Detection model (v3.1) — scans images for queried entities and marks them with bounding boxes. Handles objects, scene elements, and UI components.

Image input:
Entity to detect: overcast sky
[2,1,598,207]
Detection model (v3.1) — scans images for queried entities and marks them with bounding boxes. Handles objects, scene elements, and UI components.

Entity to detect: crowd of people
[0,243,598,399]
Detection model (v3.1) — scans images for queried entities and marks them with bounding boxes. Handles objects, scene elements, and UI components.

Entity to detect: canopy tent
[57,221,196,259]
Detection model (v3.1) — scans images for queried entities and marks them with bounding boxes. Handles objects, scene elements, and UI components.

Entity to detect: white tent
========================================
◆ Exercise requirements:
Your reply should be nothing but the lines from the one containing "Entity to detect: overcast sky" through the last line above, copied exactly; please include both ends.

◆ Task solution:
Entity to detect: overcast sky
[2,1,598,207]
Detection model (v3.1) — scans images for queried entities and marks them with bounding boxes. Handles objects, scene elements, and UI components.

Entity to detect: crowd of people
[0,243,598,399]
Detection model (v3.1) — scans images for queried entities and marks them with bounding boxes. Handles objects, scene elements, and UI components.

Entity to detect: canopy tent
[57,221,196,259]
Detection model (v3.1) — scans images for queried entities and marks them with bounding boxes. Handles objects, scene elements, and UI components.

Entity to detect: white tent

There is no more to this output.